• Stated problem
Rewrite all of the material below, replacing every occurrence of "even-odd" with "nonzero" and leaving everything else unchanged.

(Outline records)
|---|
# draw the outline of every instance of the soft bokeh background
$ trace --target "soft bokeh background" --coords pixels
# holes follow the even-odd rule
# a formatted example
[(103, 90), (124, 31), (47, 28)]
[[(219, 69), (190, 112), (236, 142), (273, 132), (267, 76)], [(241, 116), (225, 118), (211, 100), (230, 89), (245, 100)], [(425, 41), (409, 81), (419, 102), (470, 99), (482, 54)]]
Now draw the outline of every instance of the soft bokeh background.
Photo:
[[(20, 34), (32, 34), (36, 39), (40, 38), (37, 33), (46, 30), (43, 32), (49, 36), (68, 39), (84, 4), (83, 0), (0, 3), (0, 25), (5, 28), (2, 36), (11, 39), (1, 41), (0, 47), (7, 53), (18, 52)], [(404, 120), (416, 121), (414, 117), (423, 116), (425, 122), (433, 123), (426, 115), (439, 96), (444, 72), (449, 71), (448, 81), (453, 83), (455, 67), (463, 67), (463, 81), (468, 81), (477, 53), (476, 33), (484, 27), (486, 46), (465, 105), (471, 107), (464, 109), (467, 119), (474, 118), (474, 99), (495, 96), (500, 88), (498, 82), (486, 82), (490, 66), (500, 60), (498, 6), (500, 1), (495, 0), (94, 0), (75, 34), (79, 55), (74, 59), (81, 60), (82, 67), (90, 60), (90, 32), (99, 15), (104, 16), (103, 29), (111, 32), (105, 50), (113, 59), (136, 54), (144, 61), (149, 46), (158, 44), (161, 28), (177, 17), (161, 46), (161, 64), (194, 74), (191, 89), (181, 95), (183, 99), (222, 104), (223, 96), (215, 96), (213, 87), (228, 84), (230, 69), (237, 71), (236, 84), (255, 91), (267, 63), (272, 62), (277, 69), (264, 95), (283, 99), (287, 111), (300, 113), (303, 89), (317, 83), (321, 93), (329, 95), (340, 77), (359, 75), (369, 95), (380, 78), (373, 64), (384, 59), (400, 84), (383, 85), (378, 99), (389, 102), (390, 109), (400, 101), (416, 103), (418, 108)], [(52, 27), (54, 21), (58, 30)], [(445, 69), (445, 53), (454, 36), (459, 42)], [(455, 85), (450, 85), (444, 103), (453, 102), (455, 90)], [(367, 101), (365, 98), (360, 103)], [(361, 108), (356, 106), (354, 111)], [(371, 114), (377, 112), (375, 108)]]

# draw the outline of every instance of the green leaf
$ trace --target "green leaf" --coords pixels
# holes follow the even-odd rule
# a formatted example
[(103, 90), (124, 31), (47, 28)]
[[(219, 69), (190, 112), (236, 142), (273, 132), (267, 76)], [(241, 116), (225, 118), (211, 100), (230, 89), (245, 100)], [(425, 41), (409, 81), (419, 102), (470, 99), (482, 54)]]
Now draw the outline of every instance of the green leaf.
|---|
• Exercise answer
# draw the outline of every instance of the soft bokeh background
$ trace --target "soft bokeh background" --coords pixels
# holes follow the nonzero rule
# a formatted example
[(103, 90), (124, 31), (47, 28)]
[[(219, 69), (190, 112), (236, 142), (273, 132), (267, 76)], [(241, 116), (225, 118), (211, 100), (230, 89), (245, 100)], [(425, 41), (409, 81), (419, 102), (470, 99), (482, 54)]]
Now draw the outline of every instance of the soft bokeh background.
Photo:
[[(20, 34), (32, 34), (36, 39), (40, 38), (37, 33), (46, 30), (43, 32), (49, 36), (68, 39), (84, 4), (83, 0), (0, 3), (0, 25), (5, 28), (2, 36), (11, 39), (1, 41), (0, 47), (7, 53), (18, 52)], [(404, 120), (416, 121), (414, 117), (423, 116), (425, 122), (433, 123), (426, 115), (439, 96), (444, 72), (449, 71), (448, 81), (453, 83), (455, 67), (463, 67), (463, 81), (468, 81), (477, 53), (476, 33), (484, 27), (486, 46), (465, 105), (471, 107), (464, 109), (467, 119), (474, 118), (474, 99), (495, 96), (500, 88), (498, 82), (486, 82), (490, 66), (500, 60), (498, 6), (500, 1), (495, 0), (94, 0), (75, 34), (79, 55), (74, 59), (81, 60), (82, 67), (90, 60), (90, 32), (99, 15), (104, 16), (103, 29), (111, 32), (105, 50), (113, 59), (136, 54), (144, 61), (149, 46), (158, 44), (161, 28), (177, 17), (161, 46), (161, 64), (194, 74), (191, 89), (181, 95), (183, 99), (222, 104), (223, 96), (215, 96), (213, 87), (228, 84), (230, 69), (237, 71), (236, 84), (255, 91), (267, 63), (272, 62), (277, 69), (264, 95), (283, 99), (287, 111), (300, 113), (303, 89), (317, 83), (321, 93), (329, 95), (340, 77), (359, 75), (369, 95), (380, 78), (373, 64), (384, 59), (400, 84), (383, 85), (378, 99), (389, 102), (390, 109), (400, 101), (416, 103), (418, 108)], [(52, 27), (54, 21), (58, 30)], [(445, 69), (445, 53), (454, 36), (459, 42)], [(455, 85), (450, 85), (444, 103), (453, 102), (455, 90)], [(367, 101), (365, 98), (360, 103)], [(361, 108), (356, 106), (354, 111)], [(371, 114), (377, 112), (375, 108)]]

# draw the outline of every instance of the green leaf
$ trace --target "green leaf" --coords pixels
# holes follow the nonzero rule
# a formatted example
[(103, 90), (124, 31), (47, 28)]
[[(219, 69), (190, 112), (236, 142), (273, 132), (267, 76)], [(241, 116), (225, 118), (211, 100), (230, 89), (245, 100)], [(425, 41), (409, 81), (419, 102), (470, 99), (482, 54)]]
Now draw the outline of every instance of the green leaf.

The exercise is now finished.